begin Provided records
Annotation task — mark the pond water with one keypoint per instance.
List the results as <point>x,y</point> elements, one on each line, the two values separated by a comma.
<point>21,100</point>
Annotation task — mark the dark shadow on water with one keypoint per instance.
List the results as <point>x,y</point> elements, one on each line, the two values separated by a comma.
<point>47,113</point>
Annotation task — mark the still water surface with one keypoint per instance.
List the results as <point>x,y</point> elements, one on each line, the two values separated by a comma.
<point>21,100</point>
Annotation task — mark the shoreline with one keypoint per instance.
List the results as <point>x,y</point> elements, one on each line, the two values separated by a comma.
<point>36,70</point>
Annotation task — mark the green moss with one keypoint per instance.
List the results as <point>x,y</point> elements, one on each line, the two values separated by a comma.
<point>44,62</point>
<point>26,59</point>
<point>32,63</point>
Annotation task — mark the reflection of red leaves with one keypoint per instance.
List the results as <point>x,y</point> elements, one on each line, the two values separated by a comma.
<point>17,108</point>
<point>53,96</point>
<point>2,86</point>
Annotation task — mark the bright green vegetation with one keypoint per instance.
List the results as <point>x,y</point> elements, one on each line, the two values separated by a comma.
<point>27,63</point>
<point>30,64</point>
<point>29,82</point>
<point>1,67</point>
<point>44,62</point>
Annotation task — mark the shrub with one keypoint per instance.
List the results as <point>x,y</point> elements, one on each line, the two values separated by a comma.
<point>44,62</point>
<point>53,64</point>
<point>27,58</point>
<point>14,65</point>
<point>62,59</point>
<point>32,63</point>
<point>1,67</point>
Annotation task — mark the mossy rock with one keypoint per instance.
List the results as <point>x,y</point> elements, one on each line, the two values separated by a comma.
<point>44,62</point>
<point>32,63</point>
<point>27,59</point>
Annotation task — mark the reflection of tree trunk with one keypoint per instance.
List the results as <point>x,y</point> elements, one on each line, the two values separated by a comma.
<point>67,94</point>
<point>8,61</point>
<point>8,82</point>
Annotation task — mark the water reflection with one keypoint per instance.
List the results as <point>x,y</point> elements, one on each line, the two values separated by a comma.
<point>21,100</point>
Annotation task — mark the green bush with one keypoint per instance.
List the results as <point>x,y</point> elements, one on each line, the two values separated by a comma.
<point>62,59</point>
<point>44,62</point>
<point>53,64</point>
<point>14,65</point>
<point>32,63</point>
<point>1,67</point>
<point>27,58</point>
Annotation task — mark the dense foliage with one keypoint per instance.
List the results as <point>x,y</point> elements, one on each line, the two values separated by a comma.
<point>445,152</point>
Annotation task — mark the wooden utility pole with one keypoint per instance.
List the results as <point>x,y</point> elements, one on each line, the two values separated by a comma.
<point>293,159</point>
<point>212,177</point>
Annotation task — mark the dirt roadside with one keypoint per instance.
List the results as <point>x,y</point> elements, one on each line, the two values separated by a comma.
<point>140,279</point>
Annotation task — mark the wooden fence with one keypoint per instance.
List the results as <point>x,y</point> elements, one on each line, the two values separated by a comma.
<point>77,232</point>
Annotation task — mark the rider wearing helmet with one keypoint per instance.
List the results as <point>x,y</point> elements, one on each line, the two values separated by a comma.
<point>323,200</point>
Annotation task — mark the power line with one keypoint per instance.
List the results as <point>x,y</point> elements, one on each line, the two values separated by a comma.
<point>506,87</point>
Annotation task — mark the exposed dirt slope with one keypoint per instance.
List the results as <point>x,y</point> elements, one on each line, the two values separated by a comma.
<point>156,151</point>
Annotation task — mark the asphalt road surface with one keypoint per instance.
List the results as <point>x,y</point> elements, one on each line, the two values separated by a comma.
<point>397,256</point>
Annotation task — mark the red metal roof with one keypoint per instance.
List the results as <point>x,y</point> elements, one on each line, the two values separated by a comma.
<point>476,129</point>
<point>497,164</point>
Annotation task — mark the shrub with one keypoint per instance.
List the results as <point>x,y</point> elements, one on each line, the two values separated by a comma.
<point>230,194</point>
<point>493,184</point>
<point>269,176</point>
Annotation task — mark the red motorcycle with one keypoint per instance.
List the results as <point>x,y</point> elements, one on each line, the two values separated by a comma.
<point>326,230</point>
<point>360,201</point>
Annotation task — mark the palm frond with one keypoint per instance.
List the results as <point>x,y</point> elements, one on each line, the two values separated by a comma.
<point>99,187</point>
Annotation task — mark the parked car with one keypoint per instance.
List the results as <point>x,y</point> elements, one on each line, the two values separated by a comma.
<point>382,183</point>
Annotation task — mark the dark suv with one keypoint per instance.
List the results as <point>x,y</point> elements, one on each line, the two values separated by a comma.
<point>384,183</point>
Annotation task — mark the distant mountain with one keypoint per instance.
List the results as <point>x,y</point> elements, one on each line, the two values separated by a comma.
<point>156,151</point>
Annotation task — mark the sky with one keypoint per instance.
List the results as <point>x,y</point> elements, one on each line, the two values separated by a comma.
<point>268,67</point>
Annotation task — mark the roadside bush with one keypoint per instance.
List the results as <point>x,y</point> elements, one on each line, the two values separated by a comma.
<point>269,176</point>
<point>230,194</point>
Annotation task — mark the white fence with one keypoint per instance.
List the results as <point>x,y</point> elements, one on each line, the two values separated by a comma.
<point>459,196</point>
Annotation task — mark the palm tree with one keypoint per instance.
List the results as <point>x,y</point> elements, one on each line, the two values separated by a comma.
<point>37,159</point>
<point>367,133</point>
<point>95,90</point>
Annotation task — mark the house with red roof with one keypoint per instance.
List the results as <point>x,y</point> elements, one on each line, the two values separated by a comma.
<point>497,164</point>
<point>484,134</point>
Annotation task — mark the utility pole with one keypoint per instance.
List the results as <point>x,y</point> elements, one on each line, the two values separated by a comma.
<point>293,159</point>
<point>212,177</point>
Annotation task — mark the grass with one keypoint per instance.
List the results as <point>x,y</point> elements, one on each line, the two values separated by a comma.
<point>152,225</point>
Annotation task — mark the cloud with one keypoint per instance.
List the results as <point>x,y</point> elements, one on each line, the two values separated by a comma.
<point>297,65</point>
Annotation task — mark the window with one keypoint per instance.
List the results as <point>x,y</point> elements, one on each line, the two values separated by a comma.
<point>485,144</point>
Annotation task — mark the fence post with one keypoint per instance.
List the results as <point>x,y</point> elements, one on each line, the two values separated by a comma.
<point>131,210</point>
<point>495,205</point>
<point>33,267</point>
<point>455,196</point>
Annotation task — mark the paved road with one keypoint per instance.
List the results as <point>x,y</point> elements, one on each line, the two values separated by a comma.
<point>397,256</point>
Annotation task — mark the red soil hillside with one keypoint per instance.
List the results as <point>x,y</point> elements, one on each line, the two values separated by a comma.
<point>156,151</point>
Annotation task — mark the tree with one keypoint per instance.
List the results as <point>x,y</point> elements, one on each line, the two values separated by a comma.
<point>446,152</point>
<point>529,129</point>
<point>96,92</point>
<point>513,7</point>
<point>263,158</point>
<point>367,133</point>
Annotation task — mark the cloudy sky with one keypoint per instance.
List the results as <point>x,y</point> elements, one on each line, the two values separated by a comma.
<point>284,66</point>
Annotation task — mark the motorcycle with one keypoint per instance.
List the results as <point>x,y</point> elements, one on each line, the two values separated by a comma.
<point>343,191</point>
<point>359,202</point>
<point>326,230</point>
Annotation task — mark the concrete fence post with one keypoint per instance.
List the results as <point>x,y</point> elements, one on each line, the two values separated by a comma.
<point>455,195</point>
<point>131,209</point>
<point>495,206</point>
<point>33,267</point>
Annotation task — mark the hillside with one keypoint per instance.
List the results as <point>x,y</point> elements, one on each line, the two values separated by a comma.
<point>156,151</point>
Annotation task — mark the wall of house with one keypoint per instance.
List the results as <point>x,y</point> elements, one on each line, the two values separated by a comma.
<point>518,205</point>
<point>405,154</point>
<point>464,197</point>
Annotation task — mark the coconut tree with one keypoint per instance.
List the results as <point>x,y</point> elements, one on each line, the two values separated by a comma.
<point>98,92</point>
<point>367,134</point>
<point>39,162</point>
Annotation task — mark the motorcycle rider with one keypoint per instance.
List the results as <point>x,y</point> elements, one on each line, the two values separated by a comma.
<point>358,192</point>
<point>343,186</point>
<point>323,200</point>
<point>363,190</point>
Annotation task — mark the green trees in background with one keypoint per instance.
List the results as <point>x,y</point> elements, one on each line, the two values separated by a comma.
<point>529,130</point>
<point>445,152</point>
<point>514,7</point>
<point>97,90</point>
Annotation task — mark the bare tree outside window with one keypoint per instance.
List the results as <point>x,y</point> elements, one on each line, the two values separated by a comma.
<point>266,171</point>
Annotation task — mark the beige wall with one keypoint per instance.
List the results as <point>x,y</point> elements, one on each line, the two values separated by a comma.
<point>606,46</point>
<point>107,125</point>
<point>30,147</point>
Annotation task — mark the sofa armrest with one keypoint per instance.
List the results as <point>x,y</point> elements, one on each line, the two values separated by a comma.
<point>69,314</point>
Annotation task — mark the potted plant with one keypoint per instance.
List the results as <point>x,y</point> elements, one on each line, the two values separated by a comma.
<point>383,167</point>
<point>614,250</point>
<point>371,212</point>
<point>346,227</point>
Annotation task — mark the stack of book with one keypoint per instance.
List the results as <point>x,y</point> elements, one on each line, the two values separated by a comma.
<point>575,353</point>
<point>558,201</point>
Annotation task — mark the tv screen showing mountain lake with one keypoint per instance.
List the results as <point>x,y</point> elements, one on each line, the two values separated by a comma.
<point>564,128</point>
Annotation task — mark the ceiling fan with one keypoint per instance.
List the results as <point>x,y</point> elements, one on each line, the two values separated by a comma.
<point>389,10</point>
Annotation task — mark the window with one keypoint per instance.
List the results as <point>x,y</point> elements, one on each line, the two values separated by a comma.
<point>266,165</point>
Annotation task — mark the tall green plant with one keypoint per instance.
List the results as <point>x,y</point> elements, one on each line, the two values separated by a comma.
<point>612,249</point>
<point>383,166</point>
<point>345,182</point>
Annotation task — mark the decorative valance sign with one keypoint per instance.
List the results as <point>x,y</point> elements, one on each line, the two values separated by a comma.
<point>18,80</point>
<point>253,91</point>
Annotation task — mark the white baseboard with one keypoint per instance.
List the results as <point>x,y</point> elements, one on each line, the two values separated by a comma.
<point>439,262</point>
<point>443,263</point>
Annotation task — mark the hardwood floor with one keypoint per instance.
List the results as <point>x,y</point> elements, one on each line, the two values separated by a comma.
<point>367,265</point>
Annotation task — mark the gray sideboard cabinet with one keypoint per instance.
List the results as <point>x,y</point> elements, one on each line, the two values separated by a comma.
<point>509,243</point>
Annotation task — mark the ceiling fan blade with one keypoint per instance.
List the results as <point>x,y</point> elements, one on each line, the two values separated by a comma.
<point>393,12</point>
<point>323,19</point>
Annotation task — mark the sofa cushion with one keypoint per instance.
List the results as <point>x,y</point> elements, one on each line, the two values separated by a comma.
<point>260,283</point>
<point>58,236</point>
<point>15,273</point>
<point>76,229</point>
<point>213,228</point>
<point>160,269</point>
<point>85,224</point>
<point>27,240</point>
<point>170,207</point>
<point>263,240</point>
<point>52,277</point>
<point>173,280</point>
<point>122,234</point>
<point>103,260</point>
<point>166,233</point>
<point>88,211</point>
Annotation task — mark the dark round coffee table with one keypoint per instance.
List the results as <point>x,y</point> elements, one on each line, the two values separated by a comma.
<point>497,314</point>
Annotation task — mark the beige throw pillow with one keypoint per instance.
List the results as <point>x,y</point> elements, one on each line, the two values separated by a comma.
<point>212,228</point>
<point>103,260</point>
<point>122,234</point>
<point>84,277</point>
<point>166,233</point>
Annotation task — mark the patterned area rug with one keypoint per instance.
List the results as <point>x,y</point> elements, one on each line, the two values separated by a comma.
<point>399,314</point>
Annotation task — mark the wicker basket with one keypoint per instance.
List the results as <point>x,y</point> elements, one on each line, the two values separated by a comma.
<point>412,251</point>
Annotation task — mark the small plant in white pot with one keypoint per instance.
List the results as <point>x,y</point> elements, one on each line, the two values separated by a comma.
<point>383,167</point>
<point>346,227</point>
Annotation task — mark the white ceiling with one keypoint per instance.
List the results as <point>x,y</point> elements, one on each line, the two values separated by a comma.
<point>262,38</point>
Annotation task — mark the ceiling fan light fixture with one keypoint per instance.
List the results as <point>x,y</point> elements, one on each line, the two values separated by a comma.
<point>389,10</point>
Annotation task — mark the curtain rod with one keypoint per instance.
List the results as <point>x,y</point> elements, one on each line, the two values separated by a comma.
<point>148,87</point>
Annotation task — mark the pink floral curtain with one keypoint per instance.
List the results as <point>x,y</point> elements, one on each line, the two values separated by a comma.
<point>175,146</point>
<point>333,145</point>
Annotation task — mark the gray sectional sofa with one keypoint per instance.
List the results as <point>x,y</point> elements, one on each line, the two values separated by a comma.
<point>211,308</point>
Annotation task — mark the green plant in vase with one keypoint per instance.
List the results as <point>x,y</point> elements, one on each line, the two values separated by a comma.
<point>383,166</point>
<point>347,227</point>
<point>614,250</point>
end Provided records
_Exercise task_.
Starting at the line containing "Annotation task — mark the green trees" and ending at the line containing "<point>266,171</point>", recast those records as a two-column CSV with the headers instruction and points. Give one row per record, putting its instruction text and its answer each in a single quoted field with line breaks replaced by spaces.

_Solved exercise_.
instruction,points
"Annotation task — mark the green trees in background with one keypoint per instance. List the results as <point>x,y</point> elements, one on each line, the two values separated by a comma.","<point>529,130</point> <point>445,152</point> <point>514,7</point> <point>97,90</point>"
"Annotation task — mark the bare tree outside window with one keypoint per instance. List the results as <point>x,y</point> elements, one on each line, the two values separated by a comma.","<point>266,171</point>"